=== Requirement ===
From the line with "Could you point at the stone cross" to the last line of the data below, repeat every line exactly and add nothing.

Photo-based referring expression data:
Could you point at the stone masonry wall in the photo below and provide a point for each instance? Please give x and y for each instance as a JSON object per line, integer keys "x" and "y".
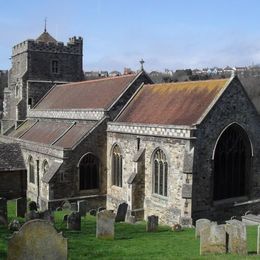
{"x": 170, "y": 208}
{"x": 233, "y": 106}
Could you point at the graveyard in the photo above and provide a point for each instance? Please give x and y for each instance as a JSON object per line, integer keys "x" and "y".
{"x": 128, "y": 241}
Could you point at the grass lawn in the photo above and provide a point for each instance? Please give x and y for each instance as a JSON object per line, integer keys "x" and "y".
{"x": 131, "y": 242}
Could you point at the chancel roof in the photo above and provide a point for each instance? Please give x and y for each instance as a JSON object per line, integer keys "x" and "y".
{"x": 92, "y": 94}
{"x": 181, "y": 103}
{"x": 56, "y": 133}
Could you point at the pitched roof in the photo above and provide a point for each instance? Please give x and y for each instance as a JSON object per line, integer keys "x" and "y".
{"x": 61, "y": 134}
{"x": 173, "y": 103}
{"x": 46, "y": 37}
{"x": 11, "y": 158}
{"x": 90, "y": 94}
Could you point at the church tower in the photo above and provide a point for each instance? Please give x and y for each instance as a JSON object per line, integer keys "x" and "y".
{"x": 37, "y": 65}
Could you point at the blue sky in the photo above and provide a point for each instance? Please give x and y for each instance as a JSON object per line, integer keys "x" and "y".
{"x": 170, "y": 34}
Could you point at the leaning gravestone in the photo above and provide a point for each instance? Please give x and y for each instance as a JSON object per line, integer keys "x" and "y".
{"x": 37, "y": 239}
{"x": 237, "y": 240}
{"x": 152, "y": 223}
{"x": 82, "y": 207}
{"x": 105, "y": 225}
{"x": 74, "y": 221}
{"x": 213, "y": 239}
{"x": 121, "y": 212}
{"x": 3, "y": 211}
{"x": 200, "y": 224}
{"x": 21, "y": 205}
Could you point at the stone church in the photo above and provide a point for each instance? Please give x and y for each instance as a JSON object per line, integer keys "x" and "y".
{"x": 179, "y": 150}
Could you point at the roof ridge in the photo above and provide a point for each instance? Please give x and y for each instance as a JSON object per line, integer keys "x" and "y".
{"x": 95, "y": 80}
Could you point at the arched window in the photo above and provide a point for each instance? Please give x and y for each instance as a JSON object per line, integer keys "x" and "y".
{"x": 231, "y": 163}
{"x": 31, "y": 170}
{"x": 117, "y": 166}
{"x": 45, "y": 167}
{"x": 160, "y": 173}
{"x": 89, "y": 172}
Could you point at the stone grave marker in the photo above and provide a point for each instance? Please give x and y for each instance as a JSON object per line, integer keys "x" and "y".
{"x": 213, "y": 239}
{"x": 14, "y": 225}
{"x": 82, "y": 207}
{"x": 21, "y": 205}
{"x": 105, "y": 225}
{"x": 200, "y": 224}
{"x": 3, "y": 211}
{"x": 237, "y": 240}
{"x": 37, "y": 239}
{"x": 74, "y": 221}
{"x": 121, "y": 212}
{"x": 152, "y": 223}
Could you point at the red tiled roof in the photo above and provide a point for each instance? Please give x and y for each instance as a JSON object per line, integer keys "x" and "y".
{"x": 99, "y": 93}
{"x": 62, "y": 134}
{"x": 174, "y": 103}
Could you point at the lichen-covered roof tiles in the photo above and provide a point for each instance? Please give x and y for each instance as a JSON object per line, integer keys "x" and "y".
{"x": 90, "y": 94}
{"x": 173, "y": 103}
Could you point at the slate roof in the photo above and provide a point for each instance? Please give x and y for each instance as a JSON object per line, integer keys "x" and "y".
{"x": 46, "y": 38}
{"x": 58, "y": 133}
{"x": 173, "y": 103}
{"x": 11, "y": 158}
{"x": 91, "y": 94}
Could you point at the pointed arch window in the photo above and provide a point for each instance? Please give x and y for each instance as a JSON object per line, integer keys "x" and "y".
{"x": 117, "y": 166}
{"x": 89, "y": 172}
{"x": 160, "y": 173}
{"x": 31, "y": 170}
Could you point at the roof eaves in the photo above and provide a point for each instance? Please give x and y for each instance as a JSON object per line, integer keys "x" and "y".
{"x": 214, "y": 101}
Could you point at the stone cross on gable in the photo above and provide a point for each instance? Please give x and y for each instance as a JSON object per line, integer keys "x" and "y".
{"x": 142, "y": 64}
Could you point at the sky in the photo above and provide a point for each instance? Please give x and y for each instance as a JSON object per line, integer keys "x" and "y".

=== Response box ===
Could you point at the stone cross on gable in the photo above and provide a point for each instance? Please give x and y for each instance as a JSON object per line, integer keys "x" and "y".
{"x": 142, "y": 64}
Could you point at the sky in the photo above and provide a point for each instance? Please give x and y for each instance as a JSON object per line, integer keys "x" and "y".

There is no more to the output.